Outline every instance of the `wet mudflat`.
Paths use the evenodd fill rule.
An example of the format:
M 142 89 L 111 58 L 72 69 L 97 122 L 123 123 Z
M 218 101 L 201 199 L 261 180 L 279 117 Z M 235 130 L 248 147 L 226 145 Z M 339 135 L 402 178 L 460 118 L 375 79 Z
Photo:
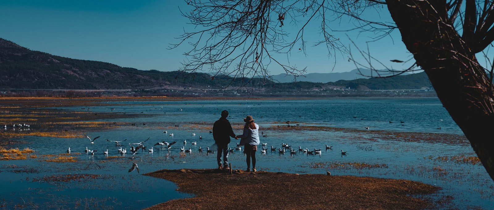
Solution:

Task brief: Which lines above contain the string "Outline", counting only matches with the same capitalization? Gather each of them, copied in full.

The solution:
Outline every instance of the `wet mudflat`.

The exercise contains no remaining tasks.